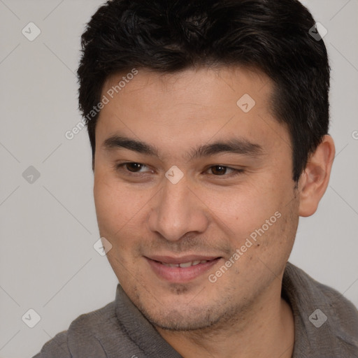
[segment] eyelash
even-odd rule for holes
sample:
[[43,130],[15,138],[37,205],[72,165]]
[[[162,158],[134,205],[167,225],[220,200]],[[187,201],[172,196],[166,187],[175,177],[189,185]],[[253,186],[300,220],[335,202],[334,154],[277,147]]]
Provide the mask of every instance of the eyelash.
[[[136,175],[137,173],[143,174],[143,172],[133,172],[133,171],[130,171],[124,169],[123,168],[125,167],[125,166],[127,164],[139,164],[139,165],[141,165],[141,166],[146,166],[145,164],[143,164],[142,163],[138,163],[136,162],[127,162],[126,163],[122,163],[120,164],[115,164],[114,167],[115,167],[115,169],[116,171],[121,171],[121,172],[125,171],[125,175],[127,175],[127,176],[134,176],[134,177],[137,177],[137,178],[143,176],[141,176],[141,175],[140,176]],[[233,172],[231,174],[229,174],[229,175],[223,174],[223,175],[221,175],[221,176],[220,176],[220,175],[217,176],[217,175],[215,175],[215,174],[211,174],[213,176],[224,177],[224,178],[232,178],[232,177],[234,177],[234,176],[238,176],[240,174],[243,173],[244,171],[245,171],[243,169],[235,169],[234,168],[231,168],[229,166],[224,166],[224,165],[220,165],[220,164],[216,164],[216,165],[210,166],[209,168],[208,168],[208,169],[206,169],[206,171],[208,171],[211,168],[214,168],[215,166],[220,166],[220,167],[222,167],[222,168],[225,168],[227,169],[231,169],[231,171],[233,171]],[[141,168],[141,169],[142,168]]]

#### WHAT YOU SHOULD DO
Rewrite all of the material above without the pictures, keeping the requests, and multiply every polygon coordinate in the answers by 0.5, rounding to whole numbers with halves going up. Leave the numbers in the requests and their format samples unchanged.

#### SOLUTION FOR THIS EXERCISE
[segment] eyelash
even-odd rule for holes
sample:
[[43,130],[15,138],[37,205],[72,165]]
[[[162,158],[134,205],[167,225],[220,200]],[[187,201],[172,196],[166,187],[175,177],[189,185]],[[253,186],[300,220],[335,202],[334,154],[277,147]]]
Provide the mask of every instance of the eyelash.
[[[68,88],[69,87],[72,87],[72,86],[67,86],[67,86],[65,86],[62,85],[62,84],[63,84],[63,83],[64,82],[70,82],[70,83],[71,83],[71,83],[73,83],[73,82],[72,82],[71,82],[69,82],[68,81],[64,81],[63,82],[61,82],[60,82],[58,82],[57,84],[58,84],[58,85],[58,86],[61,86],[61,86],[63,86],[63,88],[64,88],[64,88],[67,88],[67,89],[69,89],[69,89],[72,88],[71,88],[71,88],[70,88]],[[117,86],[116,87],[115,87],[115,88],[112,87],[112,88],[111,88],[111,88],[110,88],[110,88],[109,88],[109,88],[108,88],[108,87],[106,87],[107,88],[112,89],[112,89],[116,89],[116,89],[117,89],[117,88],[119,88],[120,87],[122,87],[122,86],[123,86],[122,85],[118,85],[117,84],[116,84],[115,83],[112,83],[112,83],[110,83],[110,82],[108,82],[108,83],[105,83],[105,84],[104,84],[104,85],[103,85],[103,86],[104,86],[106,84],[107,84],[108,83],[110,83],[110,84],[111,84],[111,84],[113,84],[114,85],[116,85],[116,86],[117,86]],[[71,84],[71,85],[71,84]]]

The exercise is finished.